• [Given problem]: Can you quote exactly the stretch of lines from the one with "Identify the chrome wheel" through the final line of the material, both ends included?

• [Records for this task]:
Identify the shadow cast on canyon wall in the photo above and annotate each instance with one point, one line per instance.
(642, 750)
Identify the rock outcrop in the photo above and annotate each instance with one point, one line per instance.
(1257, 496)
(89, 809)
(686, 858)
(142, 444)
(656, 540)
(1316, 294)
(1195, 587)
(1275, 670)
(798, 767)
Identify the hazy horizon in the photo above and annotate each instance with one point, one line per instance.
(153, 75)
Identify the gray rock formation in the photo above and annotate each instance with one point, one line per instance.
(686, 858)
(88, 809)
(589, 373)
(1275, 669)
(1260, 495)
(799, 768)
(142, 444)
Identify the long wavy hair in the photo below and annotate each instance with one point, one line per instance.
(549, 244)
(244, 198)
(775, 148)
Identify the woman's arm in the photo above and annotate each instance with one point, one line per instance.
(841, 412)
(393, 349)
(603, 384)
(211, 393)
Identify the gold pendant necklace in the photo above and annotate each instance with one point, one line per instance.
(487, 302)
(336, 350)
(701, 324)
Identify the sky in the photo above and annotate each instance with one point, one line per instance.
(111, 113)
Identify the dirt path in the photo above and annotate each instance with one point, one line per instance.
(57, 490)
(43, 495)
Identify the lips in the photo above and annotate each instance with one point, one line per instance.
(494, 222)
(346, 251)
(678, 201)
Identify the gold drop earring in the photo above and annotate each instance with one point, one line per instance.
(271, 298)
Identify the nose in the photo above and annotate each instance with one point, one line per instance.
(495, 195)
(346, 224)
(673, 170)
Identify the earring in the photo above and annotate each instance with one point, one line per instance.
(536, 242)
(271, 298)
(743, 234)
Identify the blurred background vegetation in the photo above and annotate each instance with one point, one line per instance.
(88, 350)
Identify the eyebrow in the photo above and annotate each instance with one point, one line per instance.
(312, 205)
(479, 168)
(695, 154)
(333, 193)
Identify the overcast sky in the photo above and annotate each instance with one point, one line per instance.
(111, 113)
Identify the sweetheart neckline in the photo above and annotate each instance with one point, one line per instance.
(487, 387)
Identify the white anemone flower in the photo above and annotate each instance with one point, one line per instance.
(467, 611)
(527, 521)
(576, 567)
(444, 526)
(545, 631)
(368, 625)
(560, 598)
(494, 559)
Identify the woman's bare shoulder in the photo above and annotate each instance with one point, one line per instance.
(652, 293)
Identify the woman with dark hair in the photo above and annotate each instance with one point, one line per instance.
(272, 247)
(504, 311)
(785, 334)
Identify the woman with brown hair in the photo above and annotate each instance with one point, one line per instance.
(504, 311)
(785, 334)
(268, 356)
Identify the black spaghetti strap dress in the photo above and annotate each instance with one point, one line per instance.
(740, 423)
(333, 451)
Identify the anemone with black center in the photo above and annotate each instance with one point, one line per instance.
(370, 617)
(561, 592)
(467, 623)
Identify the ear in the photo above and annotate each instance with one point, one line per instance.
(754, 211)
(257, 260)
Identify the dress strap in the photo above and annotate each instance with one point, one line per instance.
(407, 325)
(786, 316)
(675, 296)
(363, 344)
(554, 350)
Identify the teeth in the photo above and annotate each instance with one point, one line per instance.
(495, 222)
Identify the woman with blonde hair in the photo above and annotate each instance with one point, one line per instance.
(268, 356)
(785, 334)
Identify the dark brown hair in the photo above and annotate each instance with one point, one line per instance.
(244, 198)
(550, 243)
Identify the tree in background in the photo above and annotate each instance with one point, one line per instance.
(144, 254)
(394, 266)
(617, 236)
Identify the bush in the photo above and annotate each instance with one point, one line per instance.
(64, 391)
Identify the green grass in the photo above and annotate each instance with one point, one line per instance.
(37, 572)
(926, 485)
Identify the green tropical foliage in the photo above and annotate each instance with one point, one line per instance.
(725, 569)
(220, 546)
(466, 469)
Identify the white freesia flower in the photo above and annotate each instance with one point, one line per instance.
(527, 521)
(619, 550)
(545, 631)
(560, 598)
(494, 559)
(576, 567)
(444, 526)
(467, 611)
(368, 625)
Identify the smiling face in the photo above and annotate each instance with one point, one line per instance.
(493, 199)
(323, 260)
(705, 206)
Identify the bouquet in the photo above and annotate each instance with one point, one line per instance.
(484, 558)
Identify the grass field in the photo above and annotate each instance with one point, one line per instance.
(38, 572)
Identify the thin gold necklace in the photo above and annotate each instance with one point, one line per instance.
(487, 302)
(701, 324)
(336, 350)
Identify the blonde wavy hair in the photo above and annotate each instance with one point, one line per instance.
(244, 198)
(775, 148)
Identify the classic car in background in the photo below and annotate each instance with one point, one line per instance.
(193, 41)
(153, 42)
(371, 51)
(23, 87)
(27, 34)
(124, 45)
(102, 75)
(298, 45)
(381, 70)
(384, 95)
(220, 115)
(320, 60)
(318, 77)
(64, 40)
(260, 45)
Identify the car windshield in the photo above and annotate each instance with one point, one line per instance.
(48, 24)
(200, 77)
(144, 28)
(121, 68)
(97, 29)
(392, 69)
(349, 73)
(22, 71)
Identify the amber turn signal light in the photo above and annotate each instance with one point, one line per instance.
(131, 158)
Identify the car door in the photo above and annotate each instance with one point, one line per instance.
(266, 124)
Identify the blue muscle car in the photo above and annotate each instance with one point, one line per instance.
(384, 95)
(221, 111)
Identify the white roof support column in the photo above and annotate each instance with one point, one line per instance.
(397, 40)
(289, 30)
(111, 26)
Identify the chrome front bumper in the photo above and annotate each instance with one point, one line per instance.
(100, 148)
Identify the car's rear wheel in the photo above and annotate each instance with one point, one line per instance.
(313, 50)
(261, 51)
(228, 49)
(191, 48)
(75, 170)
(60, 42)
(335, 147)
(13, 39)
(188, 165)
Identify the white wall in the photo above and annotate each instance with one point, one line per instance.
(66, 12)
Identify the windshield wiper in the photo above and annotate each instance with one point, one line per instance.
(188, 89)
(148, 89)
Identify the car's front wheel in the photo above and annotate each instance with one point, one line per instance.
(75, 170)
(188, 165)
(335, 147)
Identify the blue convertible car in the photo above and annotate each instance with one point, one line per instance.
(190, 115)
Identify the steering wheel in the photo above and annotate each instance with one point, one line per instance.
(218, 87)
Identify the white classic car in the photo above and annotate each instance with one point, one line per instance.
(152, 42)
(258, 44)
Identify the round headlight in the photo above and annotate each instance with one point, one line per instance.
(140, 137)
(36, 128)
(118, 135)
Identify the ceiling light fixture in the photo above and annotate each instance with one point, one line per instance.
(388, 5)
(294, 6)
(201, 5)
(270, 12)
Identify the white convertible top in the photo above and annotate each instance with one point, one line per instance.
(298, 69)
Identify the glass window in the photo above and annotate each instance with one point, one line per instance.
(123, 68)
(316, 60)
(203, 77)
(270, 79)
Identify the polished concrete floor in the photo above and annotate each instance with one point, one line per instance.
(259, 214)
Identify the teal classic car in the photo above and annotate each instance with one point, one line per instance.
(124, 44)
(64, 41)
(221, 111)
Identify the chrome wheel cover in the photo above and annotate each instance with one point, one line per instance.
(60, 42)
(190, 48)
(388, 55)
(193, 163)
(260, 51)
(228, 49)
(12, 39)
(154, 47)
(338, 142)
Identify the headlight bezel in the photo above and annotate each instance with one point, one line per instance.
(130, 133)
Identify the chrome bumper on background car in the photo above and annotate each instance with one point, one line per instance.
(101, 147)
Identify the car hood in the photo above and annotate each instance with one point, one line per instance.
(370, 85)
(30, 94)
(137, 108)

• [Exercise result]:
Identify the chrome wheel cover in the photo above and annotate each instance with one point, one line per instance.
(60, 42)
(190, 48)
(388, 55)
(193, 163)
(260, 51)
(228, 49)
(12, 39)
(154, 47)
(338, 142)
Identify the headlight bezel in the photo above and annotate each instance with one point, one line per instance.
(130, 133)
Identify the chrome bumper on background car in the photo above and annotate each instance with one point, one line per instance.
(101, 147)
Identify the car hood in the photo above and annotate each instance with one point, one line per instance.
(370, 85)
(30, 94)
(137, 108)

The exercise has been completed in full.